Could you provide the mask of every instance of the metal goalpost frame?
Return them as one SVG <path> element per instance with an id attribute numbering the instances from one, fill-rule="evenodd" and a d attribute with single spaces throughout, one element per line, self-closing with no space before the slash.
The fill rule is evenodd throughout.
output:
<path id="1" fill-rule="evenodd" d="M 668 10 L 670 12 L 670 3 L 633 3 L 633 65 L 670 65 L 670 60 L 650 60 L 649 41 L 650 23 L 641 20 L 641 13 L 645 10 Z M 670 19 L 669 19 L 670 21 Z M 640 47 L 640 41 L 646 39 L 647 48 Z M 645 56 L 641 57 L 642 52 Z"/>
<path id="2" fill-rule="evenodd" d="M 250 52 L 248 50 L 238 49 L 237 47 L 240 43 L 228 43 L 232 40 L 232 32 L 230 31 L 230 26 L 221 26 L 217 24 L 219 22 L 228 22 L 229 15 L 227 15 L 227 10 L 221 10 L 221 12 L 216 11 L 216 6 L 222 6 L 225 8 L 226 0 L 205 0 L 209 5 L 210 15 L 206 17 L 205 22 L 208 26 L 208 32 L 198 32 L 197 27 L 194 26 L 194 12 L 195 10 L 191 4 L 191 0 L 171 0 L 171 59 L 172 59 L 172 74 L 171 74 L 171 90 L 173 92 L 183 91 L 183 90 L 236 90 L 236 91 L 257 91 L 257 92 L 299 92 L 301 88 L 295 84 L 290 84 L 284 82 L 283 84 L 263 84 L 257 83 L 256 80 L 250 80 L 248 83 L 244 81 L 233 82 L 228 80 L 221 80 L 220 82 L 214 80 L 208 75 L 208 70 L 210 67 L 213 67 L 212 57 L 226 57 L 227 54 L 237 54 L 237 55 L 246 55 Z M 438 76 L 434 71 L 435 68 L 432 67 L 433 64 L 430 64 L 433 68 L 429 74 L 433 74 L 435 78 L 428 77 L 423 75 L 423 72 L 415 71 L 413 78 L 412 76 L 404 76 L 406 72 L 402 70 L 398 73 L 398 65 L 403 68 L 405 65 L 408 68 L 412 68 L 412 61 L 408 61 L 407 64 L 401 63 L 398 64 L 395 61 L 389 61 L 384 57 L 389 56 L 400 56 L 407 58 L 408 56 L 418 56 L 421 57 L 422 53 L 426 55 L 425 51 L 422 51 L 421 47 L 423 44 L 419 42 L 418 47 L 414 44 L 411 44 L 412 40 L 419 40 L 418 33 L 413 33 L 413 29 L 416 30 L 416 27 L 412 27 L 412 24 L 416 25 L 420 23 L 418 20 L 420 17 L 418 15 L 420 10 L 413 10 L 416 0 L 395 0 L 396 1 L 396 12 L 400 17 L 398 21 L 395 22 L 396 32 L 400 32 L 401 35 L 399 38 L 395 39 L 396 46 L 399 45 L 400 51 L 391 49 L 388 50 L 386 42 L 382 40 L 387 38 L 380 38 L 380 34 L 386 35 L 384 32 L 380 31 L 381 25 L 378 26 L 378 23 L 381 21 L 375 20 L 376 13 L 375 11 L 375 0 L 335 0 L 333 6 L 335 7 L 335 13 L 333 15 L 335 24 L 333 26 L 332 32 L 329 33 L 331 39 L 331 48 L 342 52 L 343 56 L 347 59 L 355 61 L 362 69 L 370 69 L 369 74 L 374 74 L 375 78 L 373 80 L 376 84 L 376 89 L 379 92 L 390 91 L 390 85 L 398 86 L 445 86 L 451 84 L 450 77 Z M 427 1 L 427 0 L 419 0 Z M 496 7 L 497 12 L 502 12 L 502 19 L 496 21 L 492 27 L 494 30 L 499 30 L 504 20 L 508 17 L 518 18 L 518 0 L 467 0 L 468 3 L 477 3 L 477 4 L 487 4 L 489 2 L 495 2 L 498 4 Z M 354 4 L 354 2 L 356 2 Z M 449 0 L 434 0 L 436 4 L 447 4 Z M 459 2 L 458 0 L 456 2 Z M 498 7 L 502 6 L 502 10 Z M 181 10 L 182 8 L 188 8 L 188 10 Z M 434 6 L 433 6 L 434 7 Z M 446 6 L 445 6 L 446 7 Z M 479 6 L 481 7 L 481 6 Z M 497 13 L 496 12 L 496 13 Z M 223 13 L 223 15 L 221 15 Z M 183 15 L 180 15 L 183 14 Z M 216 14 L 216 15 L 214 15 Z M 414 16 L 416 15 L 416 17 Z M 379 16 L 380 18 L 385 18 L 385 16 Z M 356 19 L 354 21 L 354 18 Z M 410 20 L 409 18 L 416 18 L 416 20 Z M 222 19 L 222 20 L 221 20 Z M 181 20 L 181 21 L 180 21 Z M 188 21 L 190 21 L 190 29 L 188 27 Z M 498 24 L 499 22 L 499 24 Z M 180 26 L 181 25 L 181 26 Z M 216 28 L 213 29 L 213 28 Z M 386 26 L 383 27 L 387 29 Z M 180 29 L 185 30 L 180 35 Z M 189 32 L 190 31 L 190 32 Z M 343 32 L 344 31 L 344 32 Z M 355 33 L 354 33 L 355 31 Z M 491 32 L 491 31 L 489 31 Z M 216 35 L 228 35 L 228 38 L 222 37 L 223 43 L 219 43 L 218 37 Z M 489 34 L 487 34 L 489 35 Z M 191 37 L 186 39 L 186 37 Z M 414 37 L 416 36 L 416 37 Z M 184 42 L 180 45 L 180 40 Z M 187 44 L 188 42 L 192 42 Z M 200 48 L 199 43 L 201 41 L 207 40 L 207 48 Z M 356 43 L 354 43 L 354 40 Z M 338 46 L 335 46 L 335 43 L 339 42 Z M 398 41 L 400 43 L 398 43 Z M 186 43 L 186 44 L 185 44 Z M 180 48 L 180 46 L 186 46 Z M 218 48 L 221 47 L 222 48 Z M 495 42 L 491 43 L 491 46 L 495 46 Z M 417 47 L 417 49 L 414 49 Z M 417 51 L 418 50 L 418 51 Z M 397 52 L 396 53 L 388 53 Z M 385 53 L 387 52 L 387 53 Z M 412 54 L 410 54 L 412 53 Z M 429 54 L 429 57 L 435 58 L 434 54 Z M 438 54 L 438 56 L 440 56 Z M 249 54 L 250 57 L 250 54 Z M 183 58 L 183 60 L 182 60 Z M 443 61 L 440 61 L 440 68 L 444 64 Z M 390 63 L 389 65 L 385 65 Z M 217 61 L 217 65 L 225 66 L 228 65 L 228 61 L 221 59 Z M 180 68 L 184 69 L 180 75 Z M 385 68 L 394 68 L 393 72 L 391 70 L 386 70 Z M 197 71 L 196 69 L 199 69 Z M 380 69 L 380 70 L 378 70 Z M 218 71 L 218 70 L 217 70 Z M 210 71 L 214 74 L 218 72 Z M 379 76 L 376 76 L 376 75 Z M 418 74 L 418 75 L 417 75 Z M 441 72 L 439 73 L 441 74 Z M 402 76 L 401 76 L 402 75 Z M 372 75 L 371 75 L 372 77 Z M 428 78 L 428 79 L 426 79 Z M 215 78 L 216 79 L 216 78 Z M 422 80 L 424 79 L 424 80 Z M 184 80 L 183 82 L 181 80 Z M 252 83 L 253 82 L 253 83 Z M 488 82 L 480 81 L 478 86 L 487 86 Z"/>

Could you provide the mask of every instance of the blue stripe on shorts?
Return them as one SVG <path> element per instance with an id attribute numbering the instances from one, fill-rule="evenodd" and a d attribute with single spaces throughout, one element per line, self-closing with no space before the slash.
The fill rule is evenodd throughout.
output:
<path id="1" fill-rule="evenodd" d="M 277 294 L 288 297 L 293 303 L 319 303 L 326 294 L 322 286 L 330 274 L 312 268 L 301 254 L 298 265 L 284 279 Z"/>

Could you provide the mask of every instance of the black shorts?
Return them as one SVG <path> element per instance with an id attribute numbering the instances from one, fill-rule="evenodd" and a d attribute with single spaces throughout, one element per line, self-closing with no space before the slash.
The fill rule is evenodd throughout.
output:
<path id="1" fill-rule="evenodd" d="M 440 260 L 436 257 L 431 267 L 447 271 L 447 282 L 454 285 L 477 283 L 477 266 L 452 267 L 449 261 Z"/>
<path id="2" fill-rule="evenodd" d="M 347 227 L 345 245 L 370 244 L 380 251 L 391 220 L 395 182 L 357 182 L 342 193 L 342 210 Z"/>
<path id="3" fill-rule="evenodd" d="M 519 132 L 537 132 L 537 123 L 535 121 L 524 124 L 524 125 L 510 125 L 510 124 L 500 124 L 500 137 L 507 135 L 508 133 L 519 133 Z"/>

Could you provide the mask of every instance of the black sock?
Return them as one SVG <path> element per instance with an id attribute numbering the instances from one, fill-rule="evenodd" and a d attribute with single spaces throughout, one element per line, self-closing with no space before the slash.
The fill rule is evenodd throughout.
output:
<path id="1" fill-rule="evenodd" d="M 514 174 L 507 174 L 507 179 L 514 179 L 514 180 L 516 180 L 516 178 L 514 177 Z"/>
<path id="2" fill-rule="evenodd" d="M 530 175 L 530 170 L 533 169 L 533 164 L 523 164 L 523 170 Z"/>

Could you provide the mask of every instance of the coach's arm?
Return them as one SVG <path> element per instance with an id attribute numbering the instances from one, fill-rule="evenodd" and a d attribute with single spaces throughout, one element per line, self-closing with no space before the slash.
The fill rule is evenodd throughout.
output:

______

Exercise brief:
Determine how many lines of the listing include the word "shorts" and report nothing but the number.

Solution to the exercise:
2